--- SHORT EXERCISE 1 ---
Find every line of the records that contains the word "cuff" and copy each one out.

02.10.04 - Could there be a Stanley Cup team in the American Hockey League? The Central Hockey League? The SPHL?  If some passionate fans have their way, hockey’s Holy Grail might have a new home and a restoration to its former glory, based on Lord Stanley’s own designs for the cup. Three men have taken on the powerful National Hockey League. Armed only with knowledge of the history of the Cup, and the basics of trust law, they are challenging the NHL's right to control the cup's fate.

Lore of the Grail

In 1892, long before there was a National Hockey League, the Right Honourable Sir Frederick Arthur Stanley, Baron Stanley of Preston, in the County of Lancaster, in the Peerage of Great Britain, Knight Grand Cross of the Most Honourable Order of the Bath, Canada’s sixth Governor General, established a challenge cup. 

Much like the America’s Cup race in yachting, Stanley’s “Dominion Hockey Challenge Cup,” as the caption on the trophy reads, was typical of 19th century championship competitions.

The rules of the race called for the victorious team holding the cup to annually take on the challenge of the best team of any hockey league in Canada (Americans, after all, had a mania for that horrid stepchild of cricket, baseball.).  The cup would pass to the victor, who would uphold the challenge until another of the best teams in the sport took it away from them.

The cup was purchased for ten guineas, about US$49.00. It was first awarded in the 1893-94 hockey season.

Lord Stanley appointed a pair of trustees to oversee the challenge, and to arbitrate disputes that might arise.

--- RECORDS FOR THE TASK ---
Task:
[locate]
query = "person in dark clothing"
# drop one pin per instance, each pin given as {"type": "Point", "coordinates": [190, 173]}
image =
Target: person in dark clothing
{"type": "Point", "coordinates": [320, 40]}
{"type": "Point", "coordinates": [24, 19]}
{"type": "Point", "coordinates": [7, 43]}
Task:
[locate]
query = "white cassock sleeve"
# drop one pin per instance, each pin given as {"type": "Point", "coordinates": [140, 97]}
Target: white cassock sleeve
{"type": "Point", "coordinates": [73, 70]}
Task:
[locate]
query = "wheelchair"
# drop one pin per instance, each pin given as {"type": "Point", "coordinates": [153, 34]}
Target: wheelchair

---

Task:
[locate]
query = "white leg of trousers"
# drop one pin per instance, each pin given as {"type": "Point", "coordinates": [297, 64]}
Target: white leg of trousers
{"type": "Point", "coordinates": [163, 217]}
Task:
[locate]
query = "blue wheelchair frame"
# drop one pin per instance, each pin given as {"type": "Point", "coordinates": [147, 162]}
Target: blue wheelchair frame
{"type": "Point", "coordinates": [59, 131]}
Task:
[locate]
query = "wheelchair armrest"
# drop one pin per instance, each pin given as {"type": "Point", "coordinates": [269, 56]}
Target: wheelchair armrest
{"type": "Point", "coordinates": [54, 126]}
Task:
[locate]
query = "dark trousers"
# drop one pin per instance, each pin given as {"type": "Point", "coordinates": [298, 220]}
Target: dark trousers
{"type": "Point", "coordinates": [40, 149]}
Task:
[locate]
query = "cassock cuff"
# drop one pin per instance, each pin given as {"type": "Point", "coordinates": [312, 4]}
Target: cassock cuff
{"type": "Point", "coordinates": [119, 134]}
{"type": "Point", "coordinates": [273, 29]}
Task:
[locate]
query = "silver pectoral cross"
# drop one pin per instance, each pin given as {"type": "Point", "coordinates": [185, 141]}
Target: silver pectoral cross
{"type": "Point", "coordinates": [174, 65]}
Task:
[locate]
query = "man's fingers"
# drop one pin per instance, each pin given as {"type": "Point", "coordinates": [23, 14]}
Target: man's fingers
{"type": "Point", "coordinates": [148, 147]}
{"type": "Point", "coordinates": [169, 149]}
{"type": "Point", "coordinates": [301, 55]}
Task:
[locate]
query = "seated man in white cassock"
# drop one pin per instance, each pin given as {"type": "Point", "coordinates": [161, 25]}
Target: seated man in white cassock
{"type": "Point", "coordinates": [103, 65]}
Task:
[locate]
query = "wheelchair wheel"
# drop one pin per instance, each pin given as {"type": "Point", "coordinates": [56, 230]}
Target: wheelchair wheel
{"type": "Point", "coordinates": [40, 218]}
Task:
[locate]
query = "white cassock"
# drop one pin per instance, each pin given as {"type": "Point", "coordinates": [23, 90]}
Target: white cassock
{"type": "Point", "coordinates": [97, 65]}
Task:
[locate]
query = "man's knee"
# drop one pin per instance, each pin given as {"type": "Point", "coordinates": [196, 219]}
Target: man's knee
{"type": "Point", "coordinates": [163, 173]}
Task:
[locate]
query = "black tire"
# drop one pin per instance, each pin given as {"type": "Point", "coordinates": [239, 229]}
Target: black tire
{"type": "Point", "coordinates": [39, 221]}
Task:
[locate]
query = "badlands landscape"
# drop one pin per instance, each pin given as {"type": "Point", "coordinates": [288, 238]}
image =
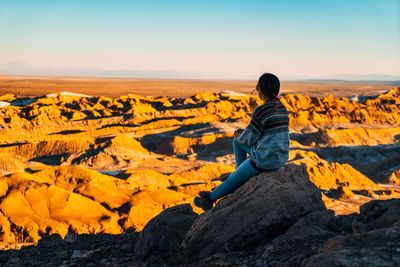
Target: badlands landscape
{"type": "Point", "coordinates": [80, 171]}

--- SHORT EXERCISE 2 ---
Edit the Stanley Cup passage from the words "Much like the" through "century championship competitions.", replacing "yachting" with "sailing", and give that stretch again.

--- EXERCISE OUTPUT 1 ---
query = "cassock cuff"
Target: cassock cuff

--- EXERCISE OUTPUT 2 ---
Much like the America’s Cup race in sailing, Stanley’s “Dominion Hockey Challenge Cup,” as the caption on the trophy reads, was typical of 19th century championship competitions.